Please print every one of the rows below word for word, but leave the pictures out of your answer.

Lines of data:
— START —

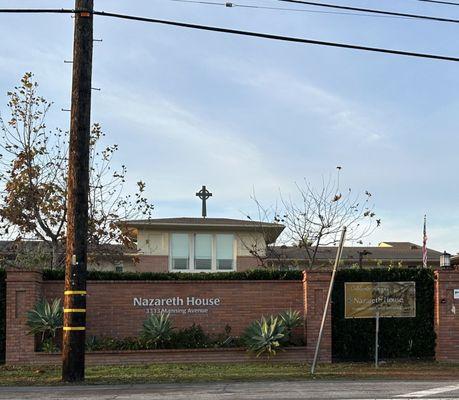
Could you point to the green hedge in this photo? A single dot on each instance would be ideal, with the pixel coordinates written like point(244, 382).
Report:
point(354, 339)
point(256, 274)
point(2, 314)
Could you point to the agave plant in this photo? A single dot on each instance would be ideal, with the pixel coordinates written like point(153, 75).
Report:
point(264, 336)
point(157, 329)
point(45, 318)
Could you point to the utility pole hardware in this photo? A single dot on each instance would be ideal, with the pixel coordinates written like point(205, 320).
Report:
point(73, 353)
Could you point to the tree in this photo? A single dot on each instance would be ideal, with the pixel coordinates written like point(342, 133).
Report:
point(316, 218)
point(33, 176)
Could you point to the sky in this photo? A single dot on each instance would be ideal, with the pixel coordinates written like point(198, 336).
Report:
point(242, 115)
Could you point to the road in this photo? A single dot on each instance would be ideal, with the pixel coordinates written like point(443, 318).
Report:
point(337, 389)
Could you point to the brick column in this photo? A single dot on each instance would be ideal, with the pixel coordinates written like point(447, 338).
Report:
point(23, 289)
point(315, 289)
point(446, 316)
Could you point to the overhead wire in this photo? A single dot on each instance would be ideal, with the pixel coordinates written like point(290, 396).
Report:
point(243, 33)
point(276, 37)
point(449, 3)
point(372, 10)
point(239, 5)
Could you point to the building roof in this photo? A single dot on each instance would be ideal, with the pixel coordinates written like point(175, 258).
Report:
point(270, 230)
point(398, 251)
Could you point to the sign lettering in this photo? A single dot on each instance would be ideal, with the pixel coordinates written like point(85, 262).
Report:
point(386, 299)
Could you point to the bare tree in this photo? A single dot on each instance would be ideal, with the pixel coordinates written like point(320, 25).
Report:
point(33, 179)
point(315, 217)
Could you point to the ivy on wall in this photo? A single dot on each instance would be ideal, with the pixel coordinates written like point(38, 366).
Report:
point(354, 339)
point(255, 274)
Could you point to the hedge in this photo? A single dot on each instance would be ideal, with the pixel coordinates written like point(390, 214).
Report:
point(256, 274)
point(353, 339)
point(2, 314)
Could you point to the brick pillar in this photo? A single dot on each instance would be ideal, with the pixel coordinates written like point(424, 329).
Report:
point(446, 316)
point(23, 289)
point(315, 289)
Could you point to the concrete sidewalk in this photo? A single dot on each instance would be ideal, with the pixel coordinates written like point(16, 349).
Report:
point(292, 390)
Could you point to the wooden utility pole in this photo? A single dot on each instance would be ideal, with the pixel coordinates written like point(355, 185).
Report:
point(77, 203)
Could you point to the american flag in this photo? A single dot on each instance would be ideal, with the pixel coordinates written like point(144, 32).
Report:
point(424, 245)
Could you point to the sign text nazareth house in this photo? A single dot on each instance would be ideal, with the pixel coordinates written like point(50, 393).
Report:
point(158, 305)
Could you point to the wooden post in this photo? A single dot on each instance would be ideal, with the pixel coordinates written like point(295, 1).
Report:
point(377, 340)
point(73, 361)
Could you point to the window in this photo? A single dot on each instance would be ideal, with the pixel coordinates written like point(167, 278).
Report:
point(119, 266)
point(180, 252)
point(201, 252)
point(225, 252)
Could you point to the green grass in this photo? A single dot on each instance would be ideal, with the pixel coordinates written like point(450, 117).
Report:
point(169, 373)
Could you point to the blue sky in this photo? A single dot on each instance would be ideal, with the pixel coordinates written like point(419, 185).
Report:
point(234, 113)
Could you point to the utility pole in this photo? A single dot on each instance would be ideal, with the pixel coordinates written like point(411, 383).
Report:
point(73, 354)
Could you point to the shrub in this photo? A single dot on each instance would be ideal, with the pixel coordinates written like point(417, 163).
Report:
point(264, 336)
point(252, 274)
point(45, 319)
point(157, 330)
point(94, 343)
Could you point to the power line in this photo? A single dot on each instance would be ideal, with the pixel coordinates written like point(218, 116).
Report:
point(371, 10)
point(449, 3)
point(245, 33)
point(238, 5)
point(276, 37)
point(37, 11)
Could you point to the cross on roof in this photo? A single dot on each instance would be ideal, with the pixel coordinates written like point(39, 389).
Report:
point(204, 194)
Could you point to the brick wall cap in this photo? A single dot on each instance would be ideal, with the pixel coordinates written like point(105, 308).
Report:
point(171, 351)
point(229, 281)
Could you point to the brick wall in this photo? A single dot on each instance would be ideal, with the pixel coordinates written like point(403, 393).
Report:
point(447, 316)
point(111, 309)
point(23, 289)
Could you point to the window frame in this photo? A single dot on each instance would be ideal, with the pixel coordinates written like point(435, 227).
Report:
point(191, 252)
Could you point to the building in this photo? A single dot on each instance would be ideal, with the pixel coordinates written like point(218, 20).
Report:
point(199, 244)
point(218, 245)
point(221, 244)
point(386, 254)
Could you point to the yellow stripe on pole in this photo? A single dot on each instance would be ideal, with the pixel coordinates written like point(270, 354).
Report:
point(70, 292)
point(74, 328)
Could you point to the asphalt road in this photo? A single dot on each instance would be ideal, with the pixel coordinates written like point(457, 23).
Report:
point(250, 390)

— END —

Answer in full =>
Could you point to the green hedge in this photo? A single dot on each instance would be ideal, with the pixel coordinates written like point(244, 382).
Report:
point(354, 339)
point(256, 274)
point(2, 314)
Could you point to the agave plant in this photo? A single dot on each instance would be ideal, with the pixel coordinates written like point(153, 75).
Report:
point(264, 336)
point(157, 329)
point(45, 318)
Could you point to the utility pole hardware in this photo? A single dot on each instance would be ideal, with the pixel coordinates written like point(205, 320).
Report:
point(73, 353)
Could you point to the tree in this photo? A single dot on each instance would be ideal, with the pixel coordinates written like point(342, 133).
Report:
point(316, 218)
point(33, 176)
Could you point to the sky in this photo? A single dot on each instance would be ideal, with the pixel coordinates written like point(198, 336).
Report:
point(242, 115)
Could you point to the road in this photo? A single dot on each instance would be ideal, with the pixel coordinates written like point(443, 318).
Report:
point(337, 389)
Could you point to the brick column in this photo? A single dot on each instance would be ideal, with the pixel coordinates written like point(447, 338).
Report:
point(23, 289)
point(315, 289)
point(446, 316)
Could you point to the overhead wire in this photo? A single dot on each instance would be ideal, with the pixel coordinates written like point(290, 396).
Report:
point(243, 33)
point(276, 37)
point(449, 3)
point(372, 10)
point(239, 5)
Could you point to the building roof in this photo? A single dot on each instance would be ideal, with the pixel coordinates written like point(175, 258).
Report:
point(270, 230)
point(398, 251)
Could you point to the sign lettering in this photo? A single dot on each instance would be ideal, with the pixel coordinates written like point(85, 262).
Report:
point(386, 299)
Could you point to the bare tree in this photo? A single dot on each instance would be ideal, with the pixel coordinates written like point(320, 25).
Report:
point(33, 179)
point(315, 217)
Could you point to the ivy on wall in this photo? A single dot on each instance would be ideal, with the pixel coordinates written like point(38, 366).
Report:
point(354, 339)
point(255, 274)
Could you point to the hedge in this photo? A single dot on each instance would be ideal, with the pixel coordinates written like point(390, 214).
Report:
point(256, 274)
point(353, 339)
point(2, 314)
Could you point to the brick pillar in this photo? A single dot on each instance would be ideal, with the pixel coordinates written like point(424, 329).
Report:
point(446, 316)
point(23, 289)
point(315, 289)
Could you point to the concrete sidewalk in this photo? A single dot on each instance would be ideal, with the pixel coordinates written like point(16, 349).
Report:
point(292, 390)
Could you point to the wooden utility pole in this photo? A single dot on each instance would be ideal, with the pixel coordinates written like point(355, 185).
Report:
point(77, 203)
Could you point to the american flag in this photo? A single dot on each instance would be ideal, with the pixel coordinates written like point(144, 32).
Report:
point(424, 245)
Could you point to the sign text nazareth house in this photo? A single dot on each instance would be ideal, with the pixel coordinates written like point(50, 393).
Report:
point(158, 305)
Could you point to the wooden post in this photo? A single dot on each instance would be ideal, with the pixel coordinates written like point(295, 1).
Report:
point(377, 340)
point(73, 361)
Could you point to the window in this photo? A single dot on each instance would be ideal, with the pixel coordinates written like point(167, 278).
Report:
point(119, 266)
point(180, 252)
point(201, 252)
point(225, 252)
Could you point to the green grass in this photo? A single dot on each instance would be ideal, with the pixel coordinates written like point(450, 117).
Report:
point(169, 373)
Could you point to the blue sky in this photo? A single dot on each instance would be ideal, with the pixel coordinates written like point(419, 185).
Report:
point(234, 113)
Could you point to the utility pole in this photo? A single dot on each instance would be ideal, with the pixel coordinates written like point(411, 383).
Report:
point(73, 354)
Could you point to the shrub in this photo? A single dot on each instance would be ideal, with the pixel coordinates written like point(417, 163).
Report:
point(264, 336)
point(252, 274)
point(45, 319)
point(157, 330)
point(94, 343)
Could you point to the power line in this photo? A single dot on each instance would be ideal, with the pixel coordinates written like point(218, 116).
Report:
point(371, 10)
point(449, 3)
point(245, 33)
point(238, 5)
point(276, 37)
point(37, 11)
Could you point to the cross on roof in this photo? A single dot on each instance would be ideal, with the pixel coordinates written like point(39, 389).
Report:
point(204, 194)
Could you point to the brick wall cap in this photo? A single dot on each instance would be ideal, with the pixel coordinates written like point(105, 308).
Report:
point(171, 351)
point(229, 281)
Could you point to the brick wall in this photo? A single dot on each instance would be ideal, with the pixel coordinates written like point(403, 393).
Report:
point(447, 316)
point(111, 309)
point(23, 289)
Could you point to the window frame in this photo? A single dot on each instance would be ideal, with the pixel coordinates written like point(435, 227).
Report:
point(191, 252)
Could you point to the building in this photo? A single dot on each instance would be ideal, with the pixel coordinates written like point(218, 20).
Report:
point(199, 244)
point(218, 245)
point(221, 244)
point(386, 254)
Could you point to the yellow stripe on pole in this photo? A single dot on each instance would be ideal, with the pixel coordinates written like point(270, 354).
Report:
point(70, 292)
point(74, 328)
Could you point to the asphalt road in this photo? A single dot on each instance would be ideal, with the pixel coordinates written like point(457, 23).
Report:
point(250, 390)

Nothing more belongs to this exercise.